**Exercise brief:** Return the records below from the line containing "Practice step: find the white cabinet" onward, exactly, through and including the last line.

• • •

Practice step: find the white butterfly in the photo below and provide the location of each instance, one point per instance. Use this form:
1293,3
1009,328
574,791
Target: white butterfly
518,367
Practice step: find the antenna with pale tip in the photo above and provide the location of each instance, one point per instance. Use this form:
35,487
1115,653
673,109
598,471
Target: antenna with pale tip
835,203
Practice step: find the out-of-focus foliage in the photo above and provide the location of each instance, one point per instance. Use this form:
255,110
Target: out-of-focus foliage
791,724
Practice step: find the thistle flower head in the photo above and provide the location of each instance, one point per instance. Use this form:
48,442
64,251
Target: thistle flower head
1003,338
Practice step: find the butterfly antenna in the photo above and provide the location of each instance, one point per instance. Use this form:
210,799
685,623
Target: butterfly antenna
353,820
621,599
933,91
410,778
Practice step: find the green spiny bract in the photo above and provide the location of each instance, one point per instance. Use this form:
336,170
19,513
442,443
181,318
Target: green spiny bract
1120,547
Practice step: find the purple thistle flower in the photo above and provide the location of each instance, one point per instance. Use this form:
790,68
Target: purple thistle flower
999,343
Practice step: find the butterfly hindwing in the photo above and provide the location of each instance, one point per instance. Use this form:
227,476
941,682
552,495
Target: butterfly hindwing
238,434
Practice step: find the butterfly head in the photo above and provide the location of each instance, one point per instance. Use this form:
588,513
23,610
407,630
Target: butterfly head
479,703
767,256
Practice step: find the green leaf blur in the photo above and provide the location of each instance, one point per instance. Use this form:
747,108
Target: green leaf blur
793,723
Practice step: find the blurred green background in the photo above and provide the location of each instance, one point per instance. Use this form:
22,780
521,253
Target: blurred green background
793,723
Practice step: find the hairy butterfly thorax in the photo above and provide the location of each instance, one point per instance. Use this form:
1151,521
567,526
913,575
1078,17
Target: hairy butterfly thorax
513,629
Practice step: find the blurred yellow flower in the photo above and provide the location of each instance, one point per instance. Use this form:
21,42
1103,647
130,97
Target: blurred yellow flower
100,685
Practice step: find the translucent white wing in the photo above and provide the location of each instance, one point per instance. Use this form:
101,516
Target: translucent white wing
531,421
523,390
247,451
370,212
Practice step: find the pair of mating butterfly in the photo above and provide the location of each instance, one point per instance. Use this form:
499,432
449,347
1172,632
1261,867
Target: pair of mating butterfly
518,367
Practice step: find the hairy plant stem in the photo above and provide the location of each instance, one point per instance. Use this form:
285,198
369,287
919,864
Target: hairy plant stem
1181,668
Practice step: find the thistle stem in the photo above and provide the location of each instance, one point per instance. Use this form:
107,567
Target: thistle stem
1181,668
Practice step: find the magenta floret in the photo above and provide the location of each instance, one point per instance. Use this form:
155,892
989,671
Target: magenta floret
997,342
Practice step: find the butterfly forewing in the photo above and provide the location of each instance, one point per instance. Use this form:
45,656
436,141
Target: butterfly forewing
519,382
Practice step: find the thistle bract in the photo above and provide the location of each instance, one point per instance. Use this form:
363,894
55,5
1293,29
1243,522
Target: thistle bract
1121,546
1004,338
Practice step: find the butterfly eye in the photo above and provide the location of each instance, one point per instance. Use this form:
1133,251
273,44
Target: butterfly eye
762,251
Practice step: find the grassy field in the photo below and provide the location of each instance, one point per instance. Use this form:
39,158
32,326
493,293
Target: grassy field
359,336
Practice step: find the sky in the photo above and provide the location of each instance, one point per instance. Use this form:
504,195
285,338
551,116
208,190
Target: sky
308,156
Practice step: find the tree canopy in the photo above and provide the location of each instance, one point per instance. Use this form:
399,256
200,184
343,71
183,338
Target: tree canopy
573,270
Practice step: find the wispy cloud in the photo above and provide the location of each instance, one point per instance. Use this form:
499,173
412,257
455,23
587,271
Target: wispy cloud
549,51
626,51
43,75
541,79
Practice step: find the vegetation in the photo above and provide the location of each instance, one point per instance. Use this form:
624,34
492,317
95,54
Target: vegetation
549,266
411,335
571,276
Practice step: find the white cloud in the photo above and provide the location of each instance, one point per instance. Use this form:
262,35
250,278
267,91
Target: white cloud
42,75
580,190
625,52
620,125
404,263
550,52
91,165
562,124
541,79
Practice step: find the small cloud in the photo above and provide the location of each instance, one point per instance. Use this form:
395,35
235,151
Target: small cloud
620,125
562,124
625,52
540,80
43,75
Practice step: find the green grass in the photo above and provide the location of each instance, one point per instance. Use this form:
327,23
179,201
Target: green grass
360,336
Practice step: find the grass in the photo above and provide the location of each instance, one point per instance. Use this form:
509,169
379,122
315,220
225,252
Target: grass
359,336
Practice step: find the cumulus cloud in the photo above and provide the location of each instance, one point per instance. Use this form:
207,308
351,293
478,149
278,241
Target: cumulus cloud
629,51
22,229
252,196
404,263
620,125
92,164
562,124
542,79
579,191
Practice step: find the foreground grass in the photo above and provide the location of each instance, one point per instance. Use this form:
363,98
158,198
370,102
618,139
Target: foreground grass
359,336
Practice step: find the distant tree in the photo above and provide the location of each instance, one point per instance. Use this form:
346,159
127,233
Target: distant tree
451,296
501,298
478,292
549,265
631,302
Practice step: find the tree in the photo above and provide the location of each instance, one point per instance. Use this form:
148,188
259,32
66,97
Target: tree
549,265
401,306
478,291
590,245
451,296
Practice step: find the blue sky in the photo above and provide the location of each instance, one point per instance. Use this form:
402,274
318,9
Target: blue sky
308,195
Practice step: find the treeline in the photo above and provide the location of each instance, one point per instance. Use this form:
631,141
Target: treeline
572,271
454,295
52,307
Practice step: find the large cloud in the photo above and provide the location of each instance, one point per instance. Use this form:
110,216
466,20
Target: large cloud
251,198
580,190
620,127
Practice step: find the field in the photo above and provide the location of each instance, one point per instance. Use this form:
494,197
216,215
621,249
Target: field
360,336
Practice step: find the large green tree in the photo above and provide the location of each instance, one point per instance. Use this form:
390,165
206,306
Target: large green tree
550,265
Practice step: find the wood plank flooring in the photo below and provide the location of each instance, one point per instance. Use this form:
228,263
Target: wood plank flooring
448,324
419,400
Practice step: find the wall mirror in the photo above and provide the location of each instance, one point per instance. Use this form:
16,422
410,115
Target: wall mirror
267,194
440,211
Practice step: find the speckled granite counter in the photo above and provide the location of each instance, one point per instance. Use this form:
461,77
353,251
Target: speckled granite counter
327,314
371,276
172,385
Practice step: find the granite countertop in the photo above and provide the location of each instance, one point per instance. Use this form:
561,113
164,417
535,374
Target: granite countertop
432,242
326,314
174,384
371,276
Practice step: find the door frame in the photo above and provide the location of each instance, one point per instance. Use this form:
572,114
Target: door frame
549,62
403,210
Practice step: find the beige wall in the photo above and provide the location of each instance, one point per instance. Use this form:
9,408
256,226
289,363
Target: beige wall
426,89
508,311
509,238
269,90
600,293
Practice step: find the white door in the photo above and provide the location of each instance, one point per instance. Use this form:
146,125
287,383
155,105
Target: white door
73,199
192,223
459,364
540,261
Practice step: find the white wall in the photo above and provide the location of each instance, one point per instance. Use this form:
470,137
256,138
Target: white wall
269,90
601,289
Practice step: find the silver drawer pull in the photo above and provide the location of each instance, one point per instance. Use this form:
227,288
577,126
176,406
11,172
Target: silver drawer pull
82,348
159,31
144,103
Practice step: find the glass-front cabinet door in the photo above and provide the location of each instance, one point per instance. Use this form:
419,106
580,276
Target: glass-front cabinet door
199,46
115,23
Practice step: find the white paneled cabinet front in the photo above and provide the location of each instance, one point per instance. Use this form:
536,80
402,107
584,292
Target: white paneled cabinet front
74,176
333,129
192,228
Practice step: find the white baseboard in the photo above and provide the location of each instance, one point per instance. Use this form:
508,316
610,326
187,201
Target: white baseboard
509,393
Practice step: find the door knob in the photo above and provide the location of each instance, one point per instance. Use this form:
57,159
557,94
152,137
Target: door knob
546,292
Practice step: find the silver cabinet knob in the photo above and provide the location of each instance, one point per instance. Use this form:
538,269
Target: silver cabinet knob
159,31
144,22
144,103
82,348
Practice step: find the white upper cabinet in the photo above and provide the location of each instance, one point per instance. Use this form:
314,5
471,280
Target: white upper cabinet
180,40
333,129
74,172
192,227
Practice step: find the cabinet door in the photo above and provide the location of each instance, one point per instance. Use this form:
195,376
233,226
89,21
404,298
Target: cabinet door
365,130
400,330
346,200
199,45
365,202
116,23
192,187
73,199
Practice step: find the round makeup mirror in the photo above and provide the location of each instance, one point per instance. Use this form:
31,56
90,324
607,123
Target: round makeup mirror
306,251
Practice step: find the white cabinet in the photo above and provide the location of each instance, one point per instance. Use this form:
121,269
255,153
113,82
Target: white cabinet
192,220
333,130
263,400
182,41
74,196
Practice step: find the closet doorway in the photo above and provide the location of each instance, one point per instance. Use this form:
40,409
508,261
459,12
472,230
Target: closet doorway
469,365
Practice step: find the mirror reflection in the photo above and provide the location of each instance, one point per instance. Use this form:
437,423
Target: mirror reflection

• • •

**Task result:**
Practice step: find the white cabinet in the photo above and provide the location of each instance, one point per instance. Use this form:
121,269
255,153
113,82
Target: white cabinet
192,220
333,130
263,400
182,41
74,196
Practice step: find the closet doorway in the photo above and provide the location of each instance, one point per instance. Use this form:
40,409
508,261
459,12
472,230
Target: closet doorway
469,365
Practice step: find the mirror reflection in the photo above and provide the location of each instance, one point per instance. Use this form:
437,423
Target: mirror reflection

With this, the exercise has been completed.